▶ Goal: Transcribe the listing below word for word.

Records from a collection:

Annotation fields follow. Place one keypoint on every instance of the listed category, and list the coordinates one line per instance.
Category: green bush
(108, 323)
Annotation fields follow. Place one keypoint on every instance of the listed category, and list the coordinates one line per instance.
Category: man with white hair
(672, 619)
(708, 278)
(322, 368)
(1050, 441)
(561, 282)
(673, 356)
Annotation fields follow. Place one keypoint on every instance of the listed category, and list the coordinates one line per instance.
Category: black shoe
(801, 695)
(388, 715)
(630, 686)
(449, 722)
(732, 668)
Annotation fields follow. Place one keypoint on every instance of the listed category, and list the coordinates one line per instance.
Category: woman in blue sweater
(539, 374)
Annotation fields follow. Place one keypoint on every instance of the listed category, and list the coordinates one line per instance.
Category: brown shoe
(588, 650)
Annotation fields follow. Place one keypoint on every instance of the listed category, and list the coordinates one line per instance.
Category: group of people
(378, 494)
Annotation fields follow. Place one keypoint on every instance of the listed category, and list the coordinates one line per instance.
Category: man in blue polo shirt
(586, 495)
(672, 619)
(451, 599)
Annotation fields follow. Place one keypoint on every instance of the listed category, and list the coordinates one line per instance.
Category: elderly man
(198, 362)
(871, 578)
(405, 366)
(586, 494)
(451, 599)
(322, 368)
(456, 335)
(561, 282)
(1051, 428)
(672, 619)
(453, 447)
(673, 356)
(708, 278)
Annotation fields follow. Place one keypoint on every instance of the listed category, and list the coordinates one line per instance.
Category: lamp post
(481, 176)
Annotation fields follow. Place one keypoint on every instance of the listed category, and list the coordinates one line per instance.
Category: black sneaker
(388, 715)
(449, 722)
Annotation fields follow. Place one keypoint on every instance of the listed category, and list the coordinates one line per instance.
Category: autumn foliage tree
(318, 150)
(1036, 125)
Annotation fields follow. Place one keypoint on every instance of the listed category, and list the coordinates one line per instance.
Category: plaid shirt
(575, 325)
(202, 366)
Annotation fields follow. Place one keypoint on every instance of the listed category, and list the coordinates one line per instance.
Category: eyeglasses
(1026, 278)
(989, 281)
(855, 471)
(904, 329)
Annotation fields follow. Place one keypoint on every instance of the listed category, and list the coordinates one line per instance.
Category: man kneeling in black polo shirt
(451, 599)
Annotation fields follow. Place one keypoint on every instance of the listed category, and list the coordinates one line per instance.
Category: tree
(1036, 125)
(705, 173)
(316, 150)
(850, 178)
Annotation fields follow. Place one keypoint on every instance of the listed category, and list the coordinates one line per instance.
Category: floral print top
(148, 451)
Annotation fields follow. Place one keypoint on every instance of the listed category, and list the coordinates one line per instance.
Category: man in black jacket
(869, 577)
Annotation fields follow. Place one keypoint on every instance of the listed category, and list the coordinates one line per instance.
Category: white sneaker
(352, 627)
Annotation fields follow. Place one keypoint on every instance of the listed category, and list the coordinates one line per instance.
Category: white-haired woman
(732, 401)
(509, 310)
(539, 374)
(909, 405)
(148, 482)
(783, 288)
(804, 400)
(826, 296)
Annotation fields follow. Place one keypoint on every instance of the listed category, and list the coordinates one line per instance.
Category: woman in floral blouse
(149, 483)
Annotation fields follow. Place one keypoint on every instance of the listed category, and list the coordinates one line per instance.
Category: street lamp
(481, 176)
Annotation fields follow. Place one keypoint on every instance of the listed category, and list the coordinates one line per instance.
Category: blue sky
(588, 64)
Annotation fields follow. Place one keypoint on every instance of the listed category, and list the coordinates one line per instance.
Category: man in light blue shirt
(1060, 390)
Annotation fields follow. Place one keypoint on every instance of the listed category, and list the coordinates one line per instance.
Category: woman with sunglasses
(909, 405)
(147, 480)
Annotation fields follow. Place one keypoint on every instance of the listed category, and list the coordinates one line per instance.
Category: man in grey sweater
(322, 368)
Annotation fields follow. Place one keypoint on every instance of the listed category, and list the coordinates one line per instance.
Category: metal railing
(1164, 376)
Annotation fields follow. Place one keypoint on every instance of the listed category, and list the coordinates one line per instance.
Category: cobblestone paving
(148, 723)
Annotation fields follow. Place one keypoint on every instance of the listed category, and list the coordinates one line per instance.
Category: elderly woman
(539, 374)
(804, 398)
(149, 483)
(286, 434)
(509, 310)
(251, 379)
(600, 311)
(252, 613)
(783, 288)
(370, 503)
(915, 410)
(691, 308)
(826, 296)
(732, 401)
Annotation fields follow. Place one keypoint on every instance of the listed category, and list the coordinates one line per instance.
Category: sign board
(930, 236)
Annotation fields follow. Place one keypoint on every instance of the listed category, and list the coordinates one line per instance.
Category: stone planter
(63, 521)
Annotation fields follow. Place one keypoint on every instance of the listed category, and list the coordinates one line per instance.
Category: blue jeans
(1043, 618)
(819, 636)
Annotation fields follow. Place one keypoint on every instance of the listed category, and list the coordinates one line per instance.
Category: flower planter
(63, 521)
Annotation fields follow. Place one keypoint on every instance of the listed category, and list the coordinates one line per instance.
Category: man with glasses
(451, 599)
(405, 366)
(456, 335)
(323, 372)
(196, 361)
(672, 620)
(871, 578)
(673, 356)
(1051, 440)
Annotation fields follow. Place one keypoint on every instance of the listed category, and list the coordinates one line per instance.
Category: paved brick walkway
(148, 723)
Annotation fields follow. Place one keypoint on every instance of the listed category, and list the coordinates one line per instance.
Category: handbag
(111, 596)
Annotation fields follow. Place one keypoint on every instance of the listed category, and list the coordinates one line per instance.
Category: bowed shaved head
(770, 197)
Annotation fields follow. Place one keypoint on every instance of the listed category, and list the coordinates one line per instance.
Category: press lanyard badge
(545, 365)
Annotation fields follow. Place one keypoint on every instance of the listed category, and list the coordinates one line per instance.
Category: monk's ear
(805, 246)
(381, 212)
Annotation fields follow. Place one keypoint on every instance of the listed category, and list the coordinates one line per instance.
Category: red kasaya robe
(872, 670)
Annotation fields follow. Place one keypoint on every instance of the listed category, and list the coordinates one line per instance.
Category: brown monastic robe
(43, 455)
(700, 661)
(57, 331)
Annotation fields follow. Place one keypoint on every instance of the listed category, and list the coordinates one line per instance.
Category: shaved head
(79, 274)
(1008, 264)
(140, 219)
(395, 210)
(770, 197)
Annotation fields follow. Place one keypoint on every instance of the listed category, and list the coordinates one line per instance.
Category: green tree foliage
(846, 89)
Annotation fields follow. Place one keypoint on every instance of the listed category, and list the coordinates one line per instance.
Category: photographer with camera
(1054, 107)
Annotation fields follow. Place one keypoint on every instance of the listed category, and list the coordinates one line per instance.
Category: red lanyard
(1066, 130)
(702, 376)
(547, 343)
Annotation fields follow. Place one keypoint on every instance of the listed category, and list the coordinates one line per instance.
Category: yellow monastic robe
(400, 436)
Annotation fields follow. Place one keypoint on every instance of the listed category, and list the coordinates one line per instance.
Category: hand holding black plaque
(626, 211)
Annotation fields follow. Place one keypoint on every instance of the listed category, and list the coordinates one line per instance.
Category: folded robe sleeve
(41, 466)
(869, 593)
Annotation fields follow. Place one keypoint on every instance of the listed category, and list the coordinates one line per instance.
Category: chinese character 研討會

▶ Solved exercise:
Annotation fields follow. Place one keypoint on every instance of the listed category, and list the coordinates one line per instance.
Category: green bush
(108, 323)
Annotation fields follow. Place one keypoint on every instance of the listed category, and list the coordinates one line per instance.
Category: man with white hair
(672, 619)
(708, 278)
(322, 368)
(1050, 441)
(561, 282)
(673, 356)
Annotation fields follow. Place one keypoint on every instance of the listed category, and list the coordinates one line per instance.
Category: black shoe
(801, 695)
(388, 715)
(630, 686)
(449, 722)
(732, 668)
Annotation fields follow. Place one keypoint on every instance of the listed category, and list the coordinates one line per instance.
Category: woman in blue sweater
(539, 374)
Annotation fields follow. Place one keypoint on every instance of the listed category, and list the coordinates one line per instance.
Category: brown shoe
(588, 650)
Annotation fields follow. Place one keypoint on every instance of the listed category, and list the coordinates one line per instance.
Category: group of people
(378, 494)
Annotation fields follow. Place one keypoint on every instance of the listed category, and list the coordinates one line per instance.
Category: man in blue polo shirt
(586, 495)
(672, 619)
(451, 599)
Annotation fields follow. Place one keypoint on every instance of the listed category, and list the coordinates one line per instance.
Category: elderly man
(198, 362)
(871, 578)
(405, 366)
(586, 494)
(451, 599)
(322, 368)
(456, 335)
(561, 282)
(1051, 428)
(672, 619)
(453, 447)
(673, 356)
(708, 278)
Annotation fields follow. Place one keypoint on every instance of the listed category, and list the coordinates one line per instance.
Category: lamp post
(481, 176)
Annotation fields follow. Place one keypoint on every instance of the listed category, and list the coordinates one line per instance.
Category: black sneaker
(388, 715)
(449, 722)
Annotation fields follow. Place one keypoint on every instance of the listed category, and list the coordinates one line per instance.
Category: autumn foliage tree
(318, 150)
(1036, 125)
Annotation fields follow. Place one keypoint on every instance of the listed category, and list the coordinates one line per instance.
Category: plaid shirt
(575, 325)
(202, 366)
Annotation fields follow. Place one keypoint on every instance of the listed category, and list the coordinates one line per instance.
Category: eyeglasses
(1026, 278)
(989, 281)
(855, 471)
(904, 329)
Annotation fields follow. Place one keypoint on every instance of the listed category, and list the coordinates one line per instance.
Category: man kneeling in black polo shirt
(451, 599)
Annotation fields follow. Place one keypoint on every instance of the listed category, and list the coordinates one line per instance.
Category: tree
(1036, 125)
(705, 173)
(316, 150)
(850, 178)
Annotation fields follow. Place one keypoint on every instance of the listed category, and list the coordinates one line per instance.
Category: floral print top
(148, 451)
Annotation fields follow. Place one keypoint on every instance of the listed category, and list the coordinates one line per instance.
Category: man in black jacket
(869, 577)
Annotation fields follow. Place one keypoint on every instance of the listed category, and list the coordinates one line per instance.
Category: white sneaker
(352, 627)
Annotation fields follow. Place one keypoint on every instance of the listed category, and list the coordinates one line per instance.
Category: white-haired woman
(732, 401)
(509, 310)
(539, 374)
(909, 405)
(148, 482)
(783, 288)
(804, 400)
(826, 296)
Annotation fields follow. Place one keypoint on every instance of the listed category, and list the coordinates one line per instance.
Category: woman in floral blouse
(149, 483)
Annotation fields follow. Place one keypoint on every instance of the listed category, and list the coordinates one line per instance.
Category: street lamp
(481, 176)
Annotation fields follow. Place one keypoint on every instance of the listed category, and list the coordinates one line per instance.
Category: blue sky
(588, 64)
Annotation fields follow. Place one keypoint on every instance of the listed category, and list the coordinates one line per instance.
Category: man in light blue shirt
(1060, 390)
Annotation fields follow. Place one keypoint on every instance of the listed category, and list the coordinates one line per instance.
Category: woman with sunglasses
(909, 405)
(147, 480)
Annotation fields follow. Place one keypoint on every instance of the listed category, and list the coordinates one line per instance.
Category: man in grey sweater
(322, 368)
Annotation fields follow. Place one keypoint on every instance of the listed category, and list the coordinates one line per instance.
Category: metal railing
(1164, 376)
Annotation fields follow. Place one keypoint on every instance of the listed category, and list the coordinates one line per instance.
Category: cobblestone paving
(148, 723)
Annotation fields follow. Place one keypoint on every instance of the listed category, and list the coordinates one line per instance.
Category: elderly woman
(539, 374)
(804, 398)
(149, 483)
(286, 434)
(509, 310)
(251, 379)
(600, 311)
(252, 613)
(783, 288)
(370, 503)
(915, 410)
(691, 308)
(826, 296)
(732, 401)
Annotation fields follow. Place one keypoint on every instance of the listed category, and list the coordinates one line per instance.
Category: sign board
(930, 236)
Annotation fields follow. Place one keypoint on every instance of the listed category, and list the coordinates one line per instance.
Category: stone planter
(63, 521)
Annotation fields follow. Place one keypoint on every instance of the listed category, and list the coordinates one line per instance.
Category: blue jeans
(1043, 618)
(819, 636)
Annotation fields follow. Place one keypoint on every instance of the listed category, and list the coordinates one line per instance.
Category: flower planter
(63, 521)
Annotation fields follow. Place one keypoint on every instance of the listed category, and list the coordinates one line per instance.
Category: man with glasses
(451, 599)
(405, 366)
(456, 335)
(323, 372)
(196, 361)
(672, 620)
(871, 578)
(673, 356)
(1051, 440)
Annotation fields follow. Place one keypoint on every instance of the listed category, and list the coordinates one line per instance.
Category: paved brick walkway
(148, 723)
Annotation fields follow. Place one keypoint on every instance of the listed category, and list the coordinates one line per instance.
Category: handbag
(111, 596)
Annotation fields follow. Place one keypoint on every instance of the listed category, and list the coordinates one line per instance.
Category: bowed shaved head
(770, 197)
Annotation fields follow. Place one keypoint on every instance of the listed category, and list the coordinates one line per instance.
Category: press lanyard badge
(545, 365)
Annotation fields follow. Place one keypoint on every instance of the listed category, and list the coordinates one line per instance.
Category: monk's ear
(805, 246)
(381, 212)
Annotation fields follow. Place one keypoint on every instance of the listed category, and list the coordinates one line per instance.
Category: red kasaya robe
(872, 670)
Annotation fields follow. Place one keypoint on every instance of the listed category, and list the coordinates one line per instance.
Category: brown monastic robe
(43, 455)
(700, 661)
(57, 331)
Annotation fields follow. Place one keypoint on every instance of the listed category, and list the coordinates one line per instance.
Category: shaved head
(79, 274)
(1008, 264)
(140, 219)
(395, 210)
(770, 197)
Annotation fields follow. Place one keypoint on every instance of the listed category, and list the coordinates one line per instance.
Category: green tree foliage
(846, 89)
Annotation fields follow. Place one keypoint on every instance of the listed category, and list the coordinates one line per instance.
Category: photographer with camera
(1054, 107)
Annotation fields follow. Place one keypoint on every instance of the listed category, and list the coordinates one line per instance.
Category: red lanyard
(1066, 130)
(702, 376)
(547, 343)
Annotation fields follow. Place one keypoint on every instance of the listed category, and list the coordinates one line per instance.
Category: yellow monastic robe
(400, 436)
Annotation fields follow. Place one keypoint on every instance of the listed category, and list the coordinates one line per instance.
Category: hand holding black plaque
(626, 211)
Annotation fields follow. Place one keypoint on every instance of the listed category, and list the coordinates one line per instance.
Category: folded robe sleeve
(41, 466)
(869, 593)
Annotation fields follow. Place one keypoint on every instance of the listed category, and list the coordinates one line per instance.
Category: chinese character 研討會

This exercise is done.